--- START ---

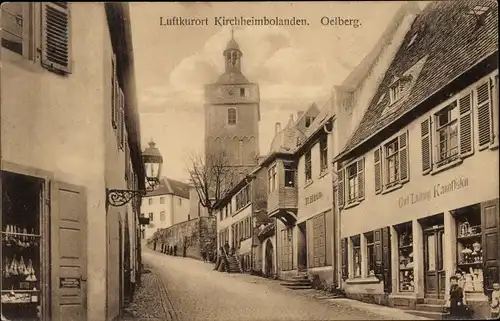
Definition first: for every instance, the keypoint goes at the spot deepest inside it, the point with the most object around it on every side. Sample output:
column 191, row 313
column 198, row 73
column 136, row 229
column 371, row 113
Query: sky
column 293, row 65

--- END ---

Try it ->
Beginning with the line that has "column 198, row 73", set down every line of the entries above through the final one, unchanged.

Solution to the exercise ->
column 198, row 73
column 136, row 229
column 371, row 113
Query: sky
column 293, row 65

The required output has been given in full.